> Written instruction
Print out each entry below exactly, please.

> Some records
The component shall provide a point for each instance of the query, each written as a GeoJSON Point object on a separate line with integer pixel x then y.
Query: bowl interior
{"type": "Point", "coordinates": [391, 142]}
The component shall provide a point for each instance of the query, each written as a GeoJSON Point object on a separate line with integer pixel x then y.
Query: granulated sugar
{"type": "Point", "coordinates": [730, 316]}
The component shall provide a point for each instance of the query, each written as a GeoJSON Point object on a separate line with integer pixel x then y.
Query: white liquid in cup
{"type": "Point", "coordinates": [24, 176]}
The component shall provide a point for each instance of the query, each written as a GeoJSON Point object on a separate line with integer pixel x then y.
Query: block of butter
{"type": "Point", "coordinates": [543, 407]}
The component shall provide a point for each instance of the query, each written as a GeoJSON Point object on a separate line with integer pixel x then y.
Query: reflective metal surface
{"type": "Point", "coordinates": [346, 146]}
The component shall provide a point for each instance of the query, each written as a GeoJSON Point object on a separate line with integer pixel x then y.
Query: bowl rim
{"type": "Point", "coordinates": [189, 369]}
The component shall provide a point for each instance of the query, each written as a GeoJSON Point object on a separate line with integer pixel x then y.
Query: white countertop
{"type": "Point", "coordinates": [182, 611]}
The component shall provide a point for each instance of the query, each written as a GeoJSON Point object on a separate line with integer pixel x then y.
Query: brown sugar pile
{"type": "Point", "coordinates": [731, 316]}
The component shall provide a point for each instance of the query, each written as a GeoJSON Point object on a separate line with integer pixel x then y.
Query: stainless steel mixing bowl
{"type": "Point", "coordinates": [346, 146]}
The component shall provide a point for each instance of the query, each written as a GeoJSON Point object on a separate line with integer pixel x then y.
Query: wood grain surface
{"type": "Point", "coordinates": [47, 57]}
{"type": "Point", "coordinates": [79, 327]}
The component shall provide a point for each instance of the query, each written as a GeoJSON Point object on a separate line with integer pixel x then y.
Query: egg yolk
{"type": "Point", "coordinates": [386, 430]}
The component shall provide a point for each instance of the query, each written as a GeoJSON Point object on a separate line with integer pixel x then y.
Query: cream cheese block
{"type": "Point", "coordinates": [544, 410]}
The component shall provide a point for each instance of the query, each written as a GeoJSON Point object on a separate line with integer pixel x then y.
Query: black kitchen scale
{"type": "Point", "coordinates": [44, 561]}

> Answer below
The component shall provide a point for each instance of the query, each written as a GeoJSON Point object on a separate line with integer pixel x then y.
Query: bowl interior
{"type": "Point", "coordinates": [391, 142]}
The component shall provide a point for each instance of the query, each written as a GeoJSON Point object on a separate line with integer pixel x then y.
Query: granulated sugar
{"type": "Point", "coordinates": [730, 316]}
The component shall provide a point for each instance of the query, each written as a GeoJSON Point object on a separate line with integer pixel x then y.
Query: white liquid in cup
{"type": "Point", "coordinates": [24, 176]}
The component shall provide a point for each instance of the query, each written as a GeoJSON Point object on a separate line with integer pixel x then y.
Query: block of butter
{"type": "Point", "coordinates": [543, 407]}
The component shall provide a point for each instance of the query, each written as a GeoJSON Point object on a separate line with integer pixel x then y.
Query: reflective metal surface
{"type": "Point", "coordinates": [346, 146]}
The component shall provide a point for each instance of the query, each written as a GeoJSON Point object on a separate line with integer pixel x then y.
Query: bowl rim
{"type": "Point", "coordinates": [189, 369]}
The component shall provide a point for each instance of the query, each written as a GeoJSON Point object on a separate line with integer pixel x then y.
Query: white countertop
{"type": "Point", "coordinates": [182, 611]}
The component shall provide a point for each instance of the query, each written as a GeoJSON Point object on a separate line with integer pixel x then y.
Query: brown sugar pile
{"type": "Point", "coordinates": [731, 316]}
The component shall provide a point for each instance of the query, each written as a GeoJSON Point object on a separate line with integer pixel x then y.
Query: stainless steel mixing bowl
{"type": "Point", "coordinates": [346, 146]}
The component shall provide a point for each instance of the query, each written as a GeoJSON Point object on a separate line with integer pixel x then y.
Query: wood grain surface
{"type": "Point", "coordinates": [47, 57]}
{"type": "Point", "coordinates": [79, 327]}
The component shall provide a point for each instance of the query, each written as a GeoJSON Point object on a separate line with integer pixel x then y.
Query: egg yolk
{"type": "Point", "coordinates": [386, 430]}
The component shall provide a point for each instance of the query, each written as a GeoJSON Point object on a separate line with integer pixel x then y.
Query: cream cheese block
{"type": "Point", "coordinates": [544, 410]}
The component shall provide a point for each instance of the query, each written as a GeoJSON Point object on a separate line with integer pixel x then y.
Query: black kitchen scale
{"type": "Point", "coordinates": [44, 561]}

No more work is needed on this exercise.